Stated problem - Count the lines in the records below that contain the string "grey". Give only the number.

Recorded information -

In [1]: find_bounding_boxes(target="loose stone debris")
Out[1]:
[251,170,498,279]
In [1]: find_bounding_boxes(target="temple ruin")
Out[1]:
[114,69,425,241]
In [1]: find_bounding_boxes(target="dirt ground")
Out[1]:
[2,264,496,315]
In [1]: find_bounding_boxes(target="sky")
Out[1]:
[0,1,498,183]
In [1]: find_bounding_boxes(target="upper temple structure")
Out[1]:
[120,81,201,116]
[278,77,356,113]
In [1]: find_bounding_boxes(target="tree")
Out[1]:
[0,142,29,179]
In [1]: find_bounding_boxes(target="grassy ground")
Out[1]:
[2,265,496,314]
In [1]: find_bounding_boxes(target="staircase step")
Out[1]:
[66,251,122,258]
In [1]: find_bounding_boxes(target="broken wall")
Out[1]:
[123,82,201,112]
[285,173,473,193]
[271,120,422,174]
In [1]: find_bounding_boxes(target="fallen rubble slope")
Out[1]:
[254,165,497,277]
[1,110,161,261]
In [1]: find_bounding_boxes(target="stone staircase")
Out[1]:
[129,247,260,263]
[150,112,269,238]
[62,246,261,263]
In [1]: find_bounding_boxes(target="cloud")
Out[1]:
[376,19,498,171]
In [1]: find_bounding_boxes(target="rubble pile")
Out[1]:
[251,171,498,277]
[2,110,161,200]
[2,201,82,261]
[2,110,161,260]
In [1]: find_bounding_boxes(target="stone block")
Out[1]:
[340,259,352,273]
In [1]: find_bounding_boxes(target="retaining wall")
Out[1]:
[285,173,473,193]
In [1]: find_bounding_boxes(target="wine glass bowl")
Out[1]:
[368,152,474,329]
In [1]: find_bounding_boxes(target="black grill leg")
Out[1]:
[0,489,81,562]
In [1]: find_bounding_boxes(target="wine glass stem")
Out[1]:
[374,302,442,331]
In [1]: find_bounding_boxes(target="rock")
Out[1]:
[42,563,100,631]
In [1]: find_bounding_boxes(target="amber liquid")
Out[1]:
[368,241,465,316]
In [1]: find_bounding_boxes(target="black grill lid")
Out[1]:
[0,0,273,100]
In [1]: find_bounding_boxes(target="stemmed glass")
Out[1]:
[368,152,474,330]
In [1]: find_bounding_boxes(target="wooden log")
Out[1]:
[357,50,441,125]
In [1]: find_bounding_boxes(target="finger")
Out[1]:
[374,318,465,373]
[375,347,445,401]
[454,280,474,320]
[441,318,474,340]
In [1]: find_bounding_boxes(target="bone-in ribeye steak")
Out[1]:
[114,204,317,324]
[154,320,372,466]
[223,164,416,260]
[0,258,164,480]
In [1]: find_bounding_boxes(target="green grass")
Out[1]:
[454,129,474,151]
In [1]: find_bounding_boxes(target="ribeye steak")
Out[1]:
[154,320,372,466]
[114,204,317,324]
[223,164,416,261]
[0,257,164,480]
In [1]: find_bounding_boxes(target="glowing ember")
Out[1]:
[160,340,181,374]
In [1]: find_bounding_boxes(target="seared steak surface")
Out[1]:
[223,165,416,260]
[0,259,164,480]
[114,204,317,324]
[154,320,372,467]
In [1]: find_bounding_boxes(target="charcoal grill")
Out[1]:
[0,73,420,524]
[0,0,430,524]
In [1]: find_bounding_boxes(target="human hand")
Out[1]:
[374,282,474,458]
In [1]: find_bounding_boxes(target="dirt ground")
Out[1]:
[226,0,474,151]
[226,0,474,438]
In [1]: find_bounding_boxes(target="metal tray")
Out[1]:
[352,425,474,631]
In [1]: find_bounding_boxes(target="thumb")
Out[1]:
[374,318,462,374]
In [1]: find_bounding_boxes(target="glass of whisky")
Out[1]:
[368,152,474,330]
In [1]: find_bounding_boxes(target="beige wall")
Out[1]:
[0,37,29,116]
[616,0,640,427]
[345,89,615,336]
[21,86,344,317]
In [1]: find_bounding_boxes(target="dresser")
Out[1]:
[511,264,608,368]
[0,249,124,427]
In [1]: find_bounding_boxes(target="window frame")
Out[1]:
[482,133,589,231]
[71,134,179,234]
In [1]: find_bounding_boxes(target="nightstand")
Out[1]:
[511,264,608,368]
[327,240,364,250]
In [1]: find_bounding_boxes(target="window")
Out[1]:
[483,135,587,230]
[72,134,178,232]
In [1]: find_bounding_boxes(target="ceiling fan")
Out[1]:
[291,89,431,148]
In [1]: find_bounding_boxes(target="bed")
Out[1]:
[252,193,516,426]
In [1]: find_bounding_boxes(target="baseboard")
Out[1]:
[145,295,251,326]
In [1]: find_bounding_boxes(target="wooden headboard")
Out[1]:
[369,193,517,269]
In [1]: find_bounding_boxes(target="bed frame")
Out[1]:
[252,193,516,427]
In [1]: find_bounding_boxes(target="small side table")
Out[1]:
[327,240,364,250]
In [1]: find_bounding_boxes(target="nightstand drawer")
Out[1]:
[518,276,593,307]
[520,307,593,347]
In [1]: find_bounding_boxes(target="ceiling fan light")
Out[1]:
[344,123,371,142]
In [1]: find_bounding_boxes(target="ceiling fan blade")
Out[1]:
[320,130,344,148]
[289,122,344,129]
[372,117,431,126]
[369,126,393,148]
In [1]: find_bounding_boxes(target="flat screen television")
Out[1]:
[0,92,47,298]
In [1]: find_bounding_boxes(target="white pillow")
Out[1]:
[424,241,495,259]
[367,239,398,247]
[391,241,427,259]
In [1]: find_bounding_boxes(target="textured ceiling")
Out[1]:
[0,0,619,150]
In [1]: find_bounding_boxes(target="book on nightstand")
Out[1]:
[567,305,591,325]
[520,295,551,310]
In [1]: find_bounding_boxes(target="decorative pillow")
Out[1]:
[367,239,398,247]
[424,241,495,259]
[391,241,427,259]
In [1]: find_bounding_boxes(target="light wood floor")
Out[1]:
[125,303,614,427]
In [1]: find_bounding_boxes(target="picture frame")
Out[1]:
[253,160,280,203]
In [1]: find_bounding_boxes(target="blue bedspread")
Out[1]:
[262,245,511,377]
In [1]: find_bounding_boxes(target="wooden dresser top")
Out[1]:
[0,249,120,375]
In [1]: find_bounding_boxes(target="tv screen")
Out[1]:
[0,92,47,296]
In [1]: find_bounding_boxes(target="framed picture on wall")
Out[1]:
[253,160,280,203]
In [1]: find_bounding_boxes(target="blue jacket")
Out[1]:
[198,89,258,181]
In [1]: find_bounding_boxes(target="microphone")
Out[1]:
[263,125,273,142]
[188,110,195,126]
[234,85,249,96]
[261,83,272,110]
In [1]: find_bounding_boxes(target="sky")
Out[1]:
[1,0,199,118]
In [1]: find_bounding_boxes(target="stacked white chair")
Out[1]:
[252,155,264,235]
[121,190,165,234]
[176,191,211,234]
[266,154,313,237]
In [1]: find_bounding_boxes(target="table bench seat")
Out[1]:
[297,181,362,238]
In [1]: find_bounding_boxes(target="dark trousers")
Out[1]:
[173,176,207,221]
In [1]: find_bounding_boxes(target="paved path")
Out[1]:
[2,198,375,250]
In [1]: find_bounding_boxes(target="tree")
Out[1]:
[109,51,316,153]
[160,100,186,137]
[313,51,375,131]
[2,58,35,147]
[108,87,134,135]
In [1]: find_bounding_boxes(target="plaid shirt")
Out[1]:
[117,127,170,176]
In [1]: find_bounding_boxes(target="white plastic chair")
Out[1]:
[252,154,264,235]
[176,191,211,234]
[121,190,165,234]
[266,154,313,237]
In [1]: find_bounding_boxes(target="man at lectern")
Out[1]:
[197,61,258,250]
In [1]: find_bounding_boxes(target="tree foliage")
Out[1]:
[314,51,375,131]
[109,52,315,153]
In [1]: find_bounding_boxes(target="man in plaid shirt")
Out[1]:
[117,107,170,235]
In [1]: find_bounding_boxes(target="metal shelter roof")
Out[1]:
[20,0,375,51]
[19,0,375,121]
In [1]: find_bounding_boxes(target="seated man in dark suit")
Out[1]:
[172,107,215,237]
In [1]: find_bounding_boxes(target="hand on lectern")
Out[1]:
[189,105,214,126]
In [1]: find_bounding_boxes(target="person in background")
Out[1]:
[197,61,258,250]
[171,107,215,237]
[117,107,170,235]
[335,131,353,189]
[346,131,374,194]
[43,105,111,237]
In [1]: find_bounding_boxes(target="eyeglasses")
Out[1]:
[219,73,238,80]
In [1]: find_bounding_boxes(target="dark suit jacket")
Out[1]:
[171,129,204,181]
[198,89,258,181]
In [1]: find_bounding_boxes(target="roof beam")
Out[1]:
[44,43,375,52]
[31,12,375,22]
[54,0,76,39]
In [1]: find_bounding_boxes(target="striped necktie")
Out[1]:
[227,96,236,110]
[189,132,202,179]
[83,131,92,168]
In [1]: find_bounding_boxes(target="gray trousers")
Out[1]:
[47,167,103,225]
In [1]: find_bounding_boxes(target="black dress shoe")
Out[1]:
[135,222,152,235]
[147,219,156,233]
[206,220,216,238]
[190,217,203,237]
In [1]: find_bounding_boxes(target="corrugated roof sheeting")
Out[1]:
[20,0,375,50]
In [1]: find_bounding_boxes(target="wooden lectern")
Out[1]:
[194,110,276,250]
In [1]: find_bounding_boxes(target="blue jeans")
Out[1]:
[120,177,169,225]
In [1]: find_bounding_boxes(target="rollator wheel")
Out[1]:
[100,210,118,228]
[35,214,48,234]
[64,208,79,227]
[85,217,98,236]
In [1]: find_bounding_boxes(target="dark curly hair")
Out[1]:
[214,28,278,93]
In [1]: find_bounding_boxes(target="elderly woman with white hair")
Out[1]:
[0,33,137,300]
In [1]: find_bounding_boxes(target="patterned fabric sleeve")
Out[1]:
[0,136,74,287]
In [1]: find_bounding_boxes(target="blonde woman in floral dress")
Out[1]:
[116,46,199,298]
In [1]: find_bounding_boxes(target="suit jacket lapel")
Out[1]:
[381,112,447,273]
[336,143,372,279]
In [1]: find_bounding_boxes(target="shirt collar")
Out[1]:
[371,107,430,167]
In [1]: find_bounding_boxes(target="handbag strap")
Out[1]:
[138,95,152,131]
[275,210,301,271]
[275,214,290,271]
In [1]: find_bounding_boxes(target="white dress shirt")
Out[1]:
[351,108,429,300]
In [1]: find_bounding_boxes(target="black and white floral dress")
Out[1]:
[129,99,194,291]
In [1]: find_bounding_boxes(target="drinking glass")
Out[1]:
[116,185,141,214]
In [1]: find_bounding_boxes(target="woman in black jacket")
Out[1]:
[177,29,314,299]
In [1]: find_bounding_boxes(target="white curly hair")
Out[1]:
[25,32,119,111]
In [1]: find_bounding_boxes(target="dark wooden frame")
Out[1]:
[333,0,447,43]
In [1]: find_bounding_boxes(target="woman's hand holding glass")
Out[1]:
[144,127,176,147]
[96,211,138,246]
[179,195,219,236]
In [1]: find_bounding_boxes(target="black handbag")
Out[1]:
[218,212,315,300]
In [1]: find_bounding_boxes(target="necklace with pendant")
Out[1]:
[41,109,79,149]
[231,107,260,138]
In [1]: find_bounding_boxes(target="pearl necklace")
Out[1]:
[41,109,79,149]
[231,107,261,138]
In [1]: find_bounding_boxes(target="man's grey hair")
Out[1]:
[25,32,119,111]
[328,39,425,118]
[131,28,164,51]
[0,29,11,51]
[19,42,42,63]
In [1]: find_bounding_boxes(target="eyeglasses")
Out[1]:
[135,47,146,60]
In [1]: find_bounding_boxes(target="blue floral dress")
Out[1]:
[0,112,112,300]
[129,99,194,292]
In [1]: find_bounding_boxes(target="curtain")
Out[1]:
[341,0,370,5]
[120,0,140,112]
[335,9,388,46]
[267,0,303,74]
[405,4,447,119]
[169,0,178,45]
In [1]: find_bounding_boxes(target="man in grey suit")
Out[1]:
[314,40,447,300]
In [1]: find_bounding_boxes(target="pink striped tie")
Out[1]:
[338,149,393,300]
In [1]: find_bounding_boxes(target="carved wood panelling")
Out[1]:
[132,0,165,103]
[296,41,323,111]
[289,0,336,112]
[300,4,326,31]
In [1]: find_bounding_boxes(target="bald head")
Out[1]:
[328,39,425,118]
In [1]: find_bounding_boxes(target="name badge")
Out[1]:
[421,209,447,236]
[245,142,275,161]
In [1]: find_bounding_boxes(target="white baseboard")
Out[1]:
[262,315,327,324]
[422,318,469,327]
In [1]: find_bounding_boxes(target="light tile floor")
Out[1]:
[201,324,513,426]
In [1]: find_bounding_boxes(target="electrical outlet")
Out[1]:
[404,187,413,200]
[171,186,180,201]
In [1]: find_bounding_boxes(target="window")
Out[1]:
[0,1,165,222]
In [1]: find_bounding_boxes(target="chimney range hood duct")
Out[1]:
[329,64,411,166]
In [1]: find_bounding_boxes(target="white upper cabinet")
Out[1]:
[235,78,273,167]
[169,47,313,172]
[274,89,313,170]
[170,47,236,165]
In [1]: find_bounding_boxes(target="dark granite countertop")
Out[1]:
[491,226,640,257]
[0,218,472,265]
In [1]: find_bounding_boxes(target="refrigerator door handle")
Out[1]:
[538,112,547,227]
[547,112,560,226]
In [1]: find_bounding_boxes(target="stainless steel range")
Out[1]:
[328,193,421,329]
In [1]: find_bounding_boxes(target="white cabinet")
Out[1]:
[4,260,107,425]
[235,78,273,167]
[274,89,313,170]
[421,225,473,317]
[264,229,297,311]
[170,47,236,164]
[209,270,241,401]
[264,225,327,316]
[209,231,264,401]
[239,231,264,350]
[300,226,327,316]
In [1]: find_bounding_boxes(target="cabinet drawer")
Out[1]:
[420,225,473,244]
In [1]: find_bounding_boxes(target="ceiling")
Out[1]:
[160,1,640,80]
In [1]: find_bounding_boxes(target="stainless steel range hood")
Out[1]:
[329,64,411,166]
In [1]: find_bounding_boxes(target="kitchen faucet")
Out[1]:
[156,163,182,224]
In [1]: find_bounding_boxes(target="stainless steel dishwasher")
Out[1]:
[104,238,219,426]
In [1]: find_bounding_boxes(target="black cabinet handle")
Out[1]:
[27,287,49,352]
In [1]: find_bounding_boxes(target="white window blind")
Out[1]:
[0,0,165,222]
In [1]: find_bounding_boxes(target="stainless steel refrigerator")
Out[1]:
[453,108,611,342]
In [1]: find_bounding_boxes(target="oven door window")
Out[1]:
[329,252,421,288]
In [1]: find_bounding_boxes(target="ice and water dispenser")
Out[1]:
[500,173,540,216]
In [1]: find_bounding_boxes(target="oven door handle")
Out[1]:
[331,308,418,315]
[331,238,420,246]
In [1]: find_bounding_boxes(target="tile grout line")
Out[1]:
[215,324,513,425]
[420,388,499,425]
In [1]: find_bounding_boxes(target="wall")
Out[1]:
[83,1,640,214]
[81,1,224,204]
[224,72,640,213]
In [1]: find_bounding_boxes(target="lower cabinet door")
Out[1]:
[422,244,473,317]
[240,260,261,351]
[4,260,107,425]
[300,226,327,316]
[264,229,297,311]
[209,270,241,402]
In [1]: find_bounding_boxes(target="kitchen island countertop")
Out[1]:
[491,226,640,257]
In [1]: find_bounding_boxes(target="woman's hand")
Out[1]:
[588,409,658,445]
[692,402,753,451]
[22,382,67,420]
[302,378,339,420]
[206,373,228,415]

Answer to the exercise - 2